>>>>
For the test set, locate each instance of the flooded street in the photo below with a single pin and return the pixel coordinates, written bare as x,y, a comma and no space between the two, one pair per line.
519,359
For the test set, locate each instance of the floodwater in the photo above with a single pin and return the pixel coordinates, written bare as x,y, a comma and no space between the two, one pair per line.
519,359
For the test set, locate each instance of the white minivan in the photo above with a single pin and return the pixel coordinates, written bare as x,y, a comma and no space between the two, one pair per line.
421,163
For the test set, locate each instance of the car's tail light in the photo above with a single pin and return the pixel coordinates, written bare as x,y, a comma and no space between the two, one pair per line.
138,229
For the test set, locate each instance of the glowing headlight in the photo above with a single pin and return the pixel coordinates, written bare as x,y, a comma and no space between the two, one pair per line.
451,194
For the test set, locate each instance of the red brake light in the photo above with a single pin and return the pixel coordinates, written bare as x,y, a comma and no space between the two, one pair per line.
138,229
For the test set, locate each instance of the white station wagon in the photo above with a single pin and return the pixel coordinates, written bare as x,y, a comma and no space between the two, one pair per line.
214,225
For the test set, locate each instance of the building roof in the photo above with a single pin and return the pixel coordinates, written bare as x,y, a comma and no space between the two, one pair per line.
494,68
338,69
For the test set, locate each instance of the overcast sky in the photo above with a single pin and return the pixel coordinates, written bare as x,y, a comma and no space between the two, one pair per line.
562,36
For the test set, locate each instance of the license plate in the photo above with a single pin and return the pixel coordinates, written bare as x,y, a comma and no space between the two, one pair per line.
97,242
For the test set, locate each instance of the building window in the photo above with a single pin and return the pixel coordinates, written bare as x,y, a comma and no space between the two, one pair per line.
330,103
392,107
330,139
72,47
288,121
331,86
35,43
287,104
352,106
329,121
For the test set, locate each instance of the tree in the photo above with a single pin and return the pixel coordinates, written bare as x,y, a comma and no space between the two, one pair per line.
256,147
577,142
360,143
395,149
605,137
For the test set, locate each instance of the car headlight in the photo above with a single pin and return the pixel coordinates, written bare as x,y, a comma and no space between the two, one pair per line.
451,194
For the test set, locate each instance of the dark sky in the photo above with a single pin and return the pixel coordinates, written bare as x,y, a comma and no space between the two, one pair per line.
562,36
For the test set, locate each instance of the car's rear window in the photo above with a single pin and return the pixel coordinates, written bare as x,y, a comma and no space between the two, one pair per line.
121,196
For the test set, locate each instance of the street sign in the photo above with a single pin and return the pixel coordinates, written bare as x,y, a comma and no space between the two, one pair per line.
<<<<
= TASK OBJECTIVE =
Set down, exactly and in full, the lines from the one containing "For the test set, locate each instance of the white station" through the end of the entries; no other line belongs.

= FINISHED EXERCISE =
For the test set, locate each instance of the white station wagon in the photo above with a single pin and return the pixel coordinates, written bare as x,y, a comma and no space between the two, one pair per line.
214,225
For the test set, locate each instance of the building roof in the photo above with a single pin and return the pixel coordinates, written bare as x,y, a comma and no space between the two, one pair per line.
494,68
338,69
For the test set, locate each instance of the overcast sky in the photo above with a single pin and return the pixel coordinates, written bare as x,y, a comma and no space between the two, one pair per line.
562,36
For the test set, locate each instance of the license plate in the photo above with a single pin and return the pixel coordinates, written bare as x,y, a comma and no space between the two, one pair per line.
97,242
For the test set, locate each instance of the building window in the photo above with a single pin and return the pixel coordinates, written bare as x,y, a comma and no space between the two, one pair per line.
330,103
392,107
330,139
72,47
288,121
331,86
35,43
287,104
352,106
329,121
For the test set, locate each instance of the tree in the photo above with a single pin and return the pixel coordinates, written bare as x,y, a comma and no space between the two, one pair per line.
256,147
577,142
360,143
395,149
605,137
For the test set, locate each instance of the car headlight in the photo above with a single pin and return the pixel coordinates, written bare as x,y, a comma and no space between the two, one pair per line.
451,194
For the test set, locate each instance of the dark sky in the photo above with a single pin and return the pixel coordinates, written bare as x,y, a comma and no space between the two, one pair per line.
562,36
For the test set, locate each instance of the car's rear window in the photo above with a single pin and return the pixel coordinates, written bare as x,y, a comma and no space between the two, one pair per line.
121,196
For the test set, locate each instance of the street sign in the photo above with a single pin and return the pixel coordinates, written bare as x,y, a comma and no space between the two, one pair per line.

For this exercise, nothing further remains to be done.